**What to do**
Put each line of the data, from the first line up to and including the line with "[[347, 323]]", into a JSON list of strings, one string per line and blank lines left out.

**Data shown**

^^^^^^^^

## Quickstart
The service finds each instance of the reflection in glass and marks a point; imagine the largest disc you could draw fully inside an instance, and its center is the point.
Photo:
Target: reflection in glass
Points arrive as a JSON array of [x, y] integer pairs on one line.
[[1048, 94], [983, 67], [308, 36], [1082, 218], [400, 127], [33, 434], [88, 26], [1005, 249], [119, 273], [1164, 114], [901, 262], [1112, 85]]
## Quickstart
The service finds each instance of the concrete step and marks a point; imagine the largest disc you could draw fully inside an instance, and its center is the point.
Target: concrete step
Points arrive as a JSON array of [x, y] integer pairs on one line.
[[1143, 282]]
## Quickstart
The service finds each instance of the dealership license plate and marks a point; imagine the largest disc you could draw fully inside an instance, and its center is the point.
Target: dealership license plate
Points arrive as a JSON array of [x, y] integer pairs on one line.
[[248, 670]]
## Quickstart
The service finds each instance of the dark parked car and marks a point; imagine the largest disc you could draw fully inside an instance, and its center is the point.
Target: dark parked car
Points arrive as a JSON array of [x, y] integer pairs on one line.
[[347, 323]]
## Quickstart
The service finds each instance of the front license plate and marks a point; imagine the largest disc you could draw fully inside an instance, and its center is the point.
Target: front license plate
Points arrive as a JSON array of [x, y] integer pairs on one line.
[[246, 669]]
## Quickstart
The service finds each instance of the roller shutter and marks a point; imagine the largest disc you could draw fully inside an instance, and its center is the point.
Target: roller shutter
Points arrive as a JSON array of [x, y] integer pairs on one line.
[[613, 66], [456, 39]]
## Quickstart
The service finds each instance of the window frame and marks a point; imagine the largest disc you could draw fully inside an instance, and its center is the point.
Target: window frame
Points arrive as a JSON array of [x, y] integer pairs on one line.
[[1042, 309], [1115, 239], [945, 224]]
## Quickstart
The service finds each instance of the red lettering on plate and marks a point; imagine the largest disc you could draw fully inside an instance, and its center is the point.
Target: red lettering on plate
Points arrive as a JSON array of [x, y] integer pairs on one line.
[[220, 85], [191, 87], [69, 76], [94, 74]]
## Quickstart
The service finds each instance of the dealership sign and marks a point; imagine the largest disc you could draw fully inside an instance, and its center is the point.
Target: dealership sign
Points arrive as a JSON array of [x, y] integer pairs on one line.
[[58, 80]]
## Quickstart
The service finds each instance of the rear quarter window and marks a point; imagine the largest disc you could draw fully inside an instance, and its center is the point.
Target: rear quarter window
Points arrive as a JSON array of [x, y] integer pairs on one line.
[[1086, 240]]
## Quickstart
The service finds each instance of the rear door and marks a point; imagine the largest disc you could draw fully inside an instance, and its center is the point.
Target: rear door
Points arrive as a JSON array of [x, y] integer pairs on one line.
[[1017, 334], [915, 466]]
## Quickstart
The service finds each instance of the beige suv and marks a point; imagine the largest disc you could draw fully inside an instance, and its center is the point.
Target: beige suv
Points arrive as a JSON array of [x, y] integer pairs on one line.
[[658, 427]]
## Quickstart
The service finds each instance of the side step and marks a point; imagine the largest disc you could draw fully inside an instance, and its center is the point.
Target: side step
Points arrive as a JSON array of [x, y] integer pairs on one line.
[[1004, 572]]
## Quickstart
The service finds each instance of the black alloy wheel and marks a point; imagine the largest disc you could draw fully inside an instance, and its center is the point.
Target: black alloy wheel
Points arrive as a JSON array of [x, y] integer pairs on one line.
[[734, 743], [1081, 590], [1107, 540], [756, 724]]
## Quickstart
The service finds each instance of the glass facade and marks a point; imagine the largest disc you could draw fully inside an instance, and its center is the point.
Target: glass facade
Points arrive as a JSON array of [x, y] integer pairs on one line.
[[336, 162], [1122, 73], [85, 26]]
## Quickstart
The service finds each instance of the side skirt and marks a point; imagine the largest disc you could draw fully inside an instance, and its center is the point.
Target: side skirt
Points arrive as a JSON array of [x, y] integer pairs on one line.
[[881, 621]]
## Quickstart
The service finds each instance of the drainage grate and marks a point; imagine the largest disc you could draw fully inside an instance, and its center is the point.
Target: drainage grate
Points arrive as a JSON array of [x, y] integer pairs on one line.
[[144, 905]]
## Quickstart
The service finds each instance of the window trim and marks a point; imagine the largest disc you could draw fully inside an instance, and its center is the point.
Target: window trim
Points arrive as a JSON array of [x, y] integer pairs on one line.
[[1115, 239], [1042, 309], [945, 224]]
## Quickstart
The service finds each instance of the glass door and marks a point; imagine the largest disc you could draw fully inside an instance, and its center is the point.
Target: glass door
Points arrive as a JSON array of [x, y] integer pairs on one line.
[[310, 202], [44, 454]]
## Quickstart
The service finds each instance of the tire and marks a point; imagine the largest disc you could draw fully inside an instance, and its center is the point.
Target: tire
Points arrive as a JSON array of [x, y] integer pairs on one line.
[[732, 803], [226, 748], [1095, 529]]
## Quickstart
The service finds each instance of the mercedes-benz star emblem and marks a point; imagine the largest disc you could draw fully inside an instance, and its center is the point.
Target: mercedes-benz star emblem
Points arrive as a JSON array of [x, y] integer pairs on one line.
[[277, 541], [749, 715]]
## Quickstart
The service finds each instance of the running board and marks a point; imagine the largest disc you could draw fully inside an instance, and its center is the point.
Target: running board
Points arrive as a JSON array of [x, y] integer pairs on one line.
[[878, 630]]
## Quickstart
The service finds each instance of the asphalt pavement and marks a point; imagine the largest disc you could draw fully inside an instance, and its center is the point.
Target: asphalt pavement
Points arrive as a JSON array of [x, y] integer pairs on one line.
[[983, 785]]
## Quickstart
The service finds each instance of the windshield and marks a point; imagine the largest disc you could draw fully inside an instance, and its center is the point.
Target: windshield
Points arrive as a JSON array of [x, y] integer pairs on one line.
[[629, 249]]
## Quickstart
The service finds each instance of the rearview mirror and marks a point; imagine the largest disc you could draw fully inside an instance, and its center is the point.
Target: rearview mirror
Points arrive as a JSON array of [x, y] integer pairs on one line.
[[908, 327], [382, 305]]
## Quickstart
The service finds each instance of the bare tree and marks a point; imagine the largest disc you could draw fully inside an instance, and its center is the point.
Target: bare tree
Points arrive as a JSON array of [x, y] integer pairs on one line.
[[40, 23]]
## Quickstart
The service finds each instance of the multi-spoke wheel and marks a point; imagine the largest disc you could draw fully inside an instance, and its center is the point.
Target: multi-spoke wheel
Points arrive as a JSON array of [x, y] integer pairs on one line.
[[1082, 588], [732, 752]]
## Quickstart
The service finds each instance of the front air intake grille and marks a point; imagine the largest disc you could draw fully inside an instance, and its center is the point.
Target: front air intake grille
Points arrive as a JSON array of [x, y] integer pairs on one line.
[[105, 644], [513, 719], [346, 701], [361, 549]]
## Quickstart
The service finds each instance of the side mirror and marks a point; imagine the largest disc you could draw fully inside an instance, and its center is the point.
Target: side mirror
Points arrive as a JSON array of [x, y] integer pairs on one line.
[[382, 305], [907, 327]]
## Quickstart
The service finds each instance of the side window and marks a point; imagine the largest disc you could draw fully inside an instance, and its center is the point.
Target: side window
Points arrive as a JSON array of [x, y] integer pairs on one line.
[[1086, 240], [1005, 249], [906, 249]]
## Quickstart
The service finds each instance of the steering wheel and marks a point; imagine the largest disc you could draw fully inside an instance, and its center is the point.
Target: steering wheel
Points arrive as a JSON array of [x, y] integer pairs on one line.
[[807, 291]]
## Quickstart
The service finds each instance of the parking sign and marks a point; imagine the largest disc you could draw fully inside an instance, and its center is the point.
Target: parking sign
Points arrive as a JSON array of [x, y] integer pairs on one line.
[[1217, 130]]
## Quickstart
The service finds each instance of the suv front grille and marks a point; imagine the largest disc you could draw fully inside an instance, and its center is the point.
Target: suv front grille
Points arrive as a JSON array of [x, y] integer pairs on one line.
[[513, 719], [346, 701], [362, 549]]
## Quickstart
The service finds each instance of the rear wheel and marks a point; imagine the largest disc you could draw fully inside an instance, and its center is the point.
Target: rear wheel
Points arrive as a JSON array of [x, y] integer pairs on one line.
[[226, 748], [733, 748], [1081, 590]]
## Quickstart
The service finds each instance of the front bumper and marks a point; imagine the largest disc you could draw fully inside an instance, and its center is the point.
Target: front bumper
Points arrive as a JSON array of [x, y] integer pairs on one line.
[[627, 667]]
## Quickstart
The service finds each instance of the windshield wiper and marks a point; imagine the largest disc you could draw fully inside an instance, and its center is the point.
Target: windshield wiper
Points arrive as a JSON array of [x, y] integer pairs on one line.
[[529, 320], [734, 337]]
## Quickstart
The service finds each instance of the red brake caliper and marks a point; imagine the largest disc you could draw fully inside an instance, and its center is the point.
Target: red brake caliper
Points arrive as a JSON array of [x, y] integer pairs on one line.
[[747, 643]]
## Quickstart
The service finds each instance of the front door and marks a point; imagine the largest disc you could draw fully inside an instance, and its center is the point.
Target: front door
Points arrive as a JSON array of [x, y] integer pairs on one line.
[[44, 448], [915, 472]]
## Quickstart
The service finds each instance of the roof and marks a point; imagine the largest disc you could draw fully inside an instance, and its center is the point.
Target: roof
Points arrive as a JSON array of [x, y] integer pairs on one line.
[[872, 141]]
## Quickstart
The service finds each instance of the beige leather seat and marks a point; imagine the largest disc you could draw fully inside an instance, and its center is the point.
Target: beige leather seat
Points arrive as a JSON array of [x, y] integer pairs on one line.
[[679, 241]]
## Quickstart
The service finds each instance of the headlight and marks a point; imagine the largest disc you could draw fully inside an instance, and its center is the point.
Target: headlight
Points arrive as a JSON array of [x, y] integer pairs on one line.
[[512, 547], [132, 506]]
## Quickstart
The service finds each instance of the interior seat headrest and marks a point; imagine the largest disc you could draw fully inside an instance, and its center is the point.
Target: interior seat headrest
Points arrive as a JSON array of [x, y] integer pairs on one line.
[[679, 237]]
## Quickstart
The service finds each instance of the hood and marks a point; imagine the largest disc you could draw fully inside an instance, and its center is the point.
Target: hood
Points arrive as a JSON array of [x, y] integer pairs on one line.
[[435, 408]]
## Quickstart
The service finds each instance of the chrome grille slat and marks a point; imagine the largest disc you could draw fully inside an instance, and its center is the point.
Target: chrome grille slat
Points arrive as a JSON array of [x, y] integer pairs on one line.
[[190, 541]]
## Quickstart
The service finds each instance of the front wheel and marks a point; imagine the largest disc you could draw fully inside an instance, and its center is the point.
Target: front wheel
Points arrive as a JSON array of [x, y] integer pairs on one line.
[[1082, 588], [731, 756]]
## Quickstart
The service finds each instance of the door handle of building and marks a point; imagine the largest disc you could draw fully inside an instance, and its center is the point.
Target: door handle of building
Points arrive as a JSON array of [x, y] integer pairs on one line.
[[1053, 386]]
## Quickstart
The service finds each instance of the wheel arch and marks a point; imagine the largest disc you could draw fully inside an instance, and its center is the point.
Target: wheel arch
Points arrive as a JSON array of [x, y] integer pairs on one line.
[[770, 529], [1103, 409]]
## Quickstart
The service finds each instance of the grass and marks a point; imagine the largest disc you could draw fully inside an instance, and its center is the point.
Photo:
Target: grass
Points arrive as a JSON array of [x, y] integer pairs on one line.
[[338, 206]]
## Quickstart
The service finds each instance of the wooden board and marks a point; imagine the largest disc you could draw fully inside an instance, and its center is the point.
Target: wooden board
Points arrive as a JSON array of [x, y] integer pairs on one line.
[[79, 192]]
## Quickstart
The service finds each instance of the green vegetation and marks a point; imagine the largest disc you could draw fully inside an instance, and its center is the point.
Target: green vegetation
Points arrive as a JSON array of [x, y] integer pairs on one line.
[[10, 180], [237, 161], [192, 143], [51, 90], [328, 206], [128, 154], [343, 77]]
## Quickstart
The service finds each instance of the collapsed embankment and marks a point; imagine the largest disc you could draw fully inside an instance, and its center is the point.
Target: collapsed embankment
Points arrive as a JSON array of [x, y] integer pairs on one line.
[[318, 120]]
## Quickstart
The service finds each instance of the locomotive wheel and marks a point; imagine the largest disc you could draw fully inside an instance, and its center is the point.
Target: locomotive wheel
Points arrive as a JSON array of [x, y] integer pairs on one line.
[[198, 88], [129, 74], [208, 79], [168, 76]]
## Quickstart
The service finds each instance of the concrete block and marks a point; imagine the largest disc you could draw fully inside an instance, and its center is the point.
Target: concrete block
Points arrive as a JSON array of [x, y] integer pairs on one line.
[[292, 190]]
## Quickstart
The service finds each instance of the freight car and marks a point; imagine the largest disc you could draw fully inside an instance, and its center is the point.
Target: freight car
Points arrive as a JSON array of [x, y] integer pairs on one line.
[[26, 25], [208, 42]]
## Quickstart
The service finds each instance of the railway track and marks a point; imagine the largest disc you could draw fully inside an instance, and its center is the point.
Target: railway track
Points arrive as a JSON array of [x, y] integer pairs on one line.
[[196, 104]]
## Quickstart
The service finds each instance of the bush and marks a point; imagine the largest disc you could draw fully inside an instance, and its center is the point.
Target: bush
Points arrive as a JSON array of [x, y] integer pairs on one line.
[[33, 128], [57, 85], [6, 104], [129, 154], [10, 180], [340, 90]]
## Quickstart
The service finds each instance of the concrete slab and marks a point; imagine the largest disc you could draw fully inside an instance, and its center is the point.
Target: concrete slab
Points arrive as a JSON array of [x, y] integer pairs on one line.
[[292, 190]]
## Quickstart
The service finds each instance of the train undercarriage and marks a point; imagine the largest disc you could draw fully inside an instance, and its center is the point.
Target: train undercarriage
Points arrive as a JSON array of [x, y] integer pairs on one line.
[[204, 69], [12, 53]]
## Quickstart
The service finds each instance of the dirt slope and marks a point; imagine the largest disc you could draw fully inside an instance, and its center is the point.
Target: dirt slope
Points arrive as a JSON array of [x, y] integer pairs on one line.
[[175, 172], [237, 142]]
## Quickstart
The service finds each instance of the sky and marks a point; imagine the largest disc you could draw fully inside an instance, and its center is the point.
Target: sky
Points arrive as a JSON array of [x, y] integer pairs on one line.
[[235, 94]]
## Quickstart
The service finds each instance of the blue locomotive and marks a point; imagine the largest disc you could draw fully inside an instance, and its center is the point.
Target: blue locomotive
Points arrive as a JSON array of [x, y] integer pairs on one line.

^^^^^^^^

**The reply**
[
  "## Quickstart",
  "The service finds each instance of the reflection in glass and marks a point; imagine the largest disc you could draw fully inside an instance, and its center is the point.",
  "Photo:",
  "Target: reflection in glass",
  "Points arrive as a JSON array of [x, y] integer pairs on one line.",
  "[[1048, 94], [983, 67], [308, 36], [1082, 218], [400, 127], [33, 434], [88, 26], [1005, 249], [119, 273], [1164, 114], [901, 262], [1112, 85]]",
  "## Quickstart",
  "The service finds each instance of the concrete step and marks a point; imagine the largest disc you could draw fully inside an instance, and its center is the point.",
  "Target: concrete step",
  "Points arrive as a JSON array of [x, y] integer pairs on one line.",
  "[[1143, 282]]",
  "## Quickstart",
  "The service finds each instance of the dealership license plate and marks a point; imagine the largest disc you could draw fully inside an instance, and its center is the point.",
  "Target: dealership license plate",
  "Points arrive as a JSON array of [x, y] integer pairs on one line.",
  "[[248, 670]]",
  "## Quickstart",
  "The service finds each instance of the dark parked car and marks a point; imagine the largest disc you could draw fully inside an instance, and its center is the point.",
  "Target: dark parked car",
  "Points arrive as a JSON array of [x, y] integer pairs on one line.",
  "[[347, 323]]"
]